• [WHAT THE TASK ASKS]:
Keep the text of the data exactly as it is and omit each picture from the copy.

───── SUPPLIED MATERIAL

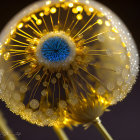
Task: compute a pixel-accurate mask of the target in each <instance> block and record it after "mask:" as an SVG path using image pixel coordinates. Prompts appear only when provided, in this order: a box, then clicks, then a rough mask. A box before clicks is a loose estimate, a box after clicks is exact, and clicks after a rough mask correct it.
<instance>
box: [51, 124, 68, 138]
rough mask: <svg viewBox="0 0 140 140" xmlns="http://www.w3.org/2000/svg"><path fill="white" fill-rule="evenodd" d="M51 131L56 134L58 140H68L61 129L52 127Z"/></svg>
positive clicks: (59, 128)
mask: <svg viewBox="0 0 140 140" xmlns="http://www.w3.org/2000/svg"><path fill="white" fill-rule="evenodd" d="M53 129H54V131H55V133H56V134H57V136H58V138H59V140H69V139H68V137H67V135H66V134H65V132H64V131H63V129H62V128H59V127H56V126H54V127H53Z"/></svg>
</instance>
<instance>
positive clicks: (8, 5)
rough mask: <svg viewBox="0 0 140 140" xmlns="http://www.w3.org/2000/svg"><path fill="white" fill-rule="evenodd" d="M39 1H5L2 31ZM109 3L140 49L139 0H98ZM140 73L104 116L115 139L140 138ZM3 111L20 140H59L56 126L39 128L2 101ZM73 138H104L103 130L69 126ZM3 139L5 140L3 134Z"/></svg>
mask: <svg viewBox="0 0 140 140" xmlns="http://www.w3.org/2000/svg"><path fill="white" fill-rule="evenodd" d="M34 1H35V0H7V1H6V0H2V1H1V4H0V31H1V30H2V28H3V27H4V25H5V24H6V23H7V22H8V21H9V20H10V19H11V18H12V17H13V16H14V15H15V14H16V13H18V12H19V11H20V10H21V9H22V8H24V7H25V6H27V5H29V4H31V3H32V2H34ZM98 1H99V2H101V3H103V4H104V5H106V6H108V7H109V8H110V9H112V10H113V11H114V12H115V13H117V14H118V15H119V17H120V18H121V19H122V20H123V21H124V23H125V24H126V26H127V27H128V28H129V30H130V32H131V33H132V35H133V37H134V39H135V41H136V44H137V46H138V50H140V14H139V13H140V7H139V2H138V1H130V0H124V1H123V0H102V1H101V0H98ZM139 86H140V76H139V77H138V79H137V83H136V84H135V85H134V87H133V90H132V92H131V93H130V94H129V95H128V97H127V98H126V99H125V100H124V101H123V102H120V103H118V104H117V105H116V106H113V107H111V108H110V109H111V111H110V112H106V113H104V115H103V116H102V117H101V119H102V122H103V124H104V126H105V127H106V128H107V130H108V131H109V133H110V134H111V135H112V136H113V138H114V139H115V140H140V93H139V92H140V87H139ZM0 110H2V112H3V113H4V116H5V118H6V119H7V121H8V125H9V126H10V128H11V129H12V130H13V133H14V134H15V135H17V138H18V140H25V139H28V140H38V139H41V140H57V139H58V138H57V136H56V135H55V133H54V132H53V130H52V128H48V127H44V128H41V127H38V126H36V125H31V124H29V123H28V122H26V121H24V120H22V119H21V118H20V117H18V116H16V115H14V114H13V113H12V112H10V111H9V110H8V109H7V108H6V107H5V104H4V103H3V102H2V101H0ZM65 131H66V133H67V135H68V137H69V138H70V140H77V139H79V140H102V137H101V135H100V134H99V132H98V131H97V130H96V128H94V127H93V126H91V127H90V128H89V129H87V130H84V128H83V127H82V126H79V127H76V128H73V131H71V130H69V129H65ZM0 140H3V138H2V135H1V133H0Z"/></svg>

──────────

• [ANSWER BOX]:
Task: compute a pixel-accurate mask of the target in each <instance> block and record it after "mask:" as an SVG path using image pixel coordinates. Prompts appear only when provided, in this order: a box, then clicks, then a rough mask. A box before clicks is a loose estimate, a box after clicks is exact, and clicks after a rough mask correct it.
<instance>
box: [51, 124, 68, 138]
rough mask: <svg viewBox="0 0 140 140" xmlns="http://www.w3.org/2000/svg"><path fill="white" fill-rule="evenodd" d="M51 131L56 134L58 140H68L61 129L52 127Z"/></svg>
positive clicks: (59, 128)
mask: <svg viewBox="0 0 140 140" xmlns="http://www.w3.org/2000/svg"><path fill="white" fill-rule="evenodd" d="M53 129H54V131H55V133H56V134H57V136H58V138H59V140H69V139H68V137H67V135H66V134H65V132H64V131H63V129H62V128H59V127H56V126H54V127H53Z"/></svg>
</instance>
<instance>
positive clicks: (8, 5)
rough mask: <svg viewBox="0 0 140 140" xmlns="http://www.w3.org/2000/svg"><path fill="white" fill-rule="evenodd" d="M39 1H5L2 31ZM109 3L140 49L139 0H98ZM140 73L104 116L115 139L140 138ZM3 111L20 140H59L56 126L39 128L2 101ZM73 138H104L103 130L69 126ZM3 139L5 140L3 134Z"/></svg>
mask: <svg viewBox="0 0 140 140" xmlns="http://www.w3.org/2000/svg"><path fill="white" fill-rule="evenodd" d="M34 1H35V0H7V1H6V0H2V1H1V4H0V31H1V30H2V28H3V27H4V25H5V24H6V23H7V22H8V21H9V20H10V19H11V18H12V17H13V16H14V15H15V14H16V13H18V12H19V11H20V10H21V9H22V8H24V7H25V6H27V5H29V4H31V3H32V2H34ZM98 1H99V2H101V3H103V4H104V5H106V6H108V7H109V8H110V9H112V10H113V11H114V12H115V13H117V14H118V15H119V17H120V18H121V19H122V20H123V21H124V23H125V24H126V26H127V27H128V28H129V30H130V32H131V33H132V35H133V37H134V39H135V41H136V44H137V46H138V50H140V14H139V13H140V7H139V2H138V1H130V0H124V1H123V0H102V1H101V0H98ZM139 86H140V76H139V77H138V79H137V83H136V84H135V85H134V87H133V90H132V92H131V93H130V94H129V95H128V97H127V98H126V99H125V100H124V101H123V102H120V103H118V104H117V105H116V106H113V107H111V108H110V109H111V111H110V112H106V113H104V115H103V116H102V117H101V119H102V122H103V124H104V126H105V127H106V128H107V130H108V131H109V133H110V134H111V135H112V136H113V138H114V139H115V140H140V93H139V92H140V87H139ZM0 110H2V112H3V113H4V116H5V118H6V119H7V121H8V125H9V126H10V128H11V129H12V130H13V133H14V134H15V135H17V138H18V140H25V139H28V140H38V139H41V140H57V139H58V138H57V136H56V135H55V133H54V132H53V130H52V128H48V127H44V128H41V127H38V126H36V125H31V124H29V123H28V122H26V121H24V120H22V119H21V118H20V117H18V116H16V115H14V114H13V113H12V112H10V111H9V110H8V109H7V108H6V107H5V104H4V103H3V102H2V101H0ZM65 131H66V133H67V135H68V137H69V138H70V140H77V139H79V140H102V137H101V135H100V134H99V132H98V131H97V130H96V128H94V127H93V126H91V127H90V128H89V129H87V130H84V128H83V127H82V126H79V127H76V128H73V131H71V130H69V129H65ZM0 140H3V138H2V135H1V133H0Z"/></svg>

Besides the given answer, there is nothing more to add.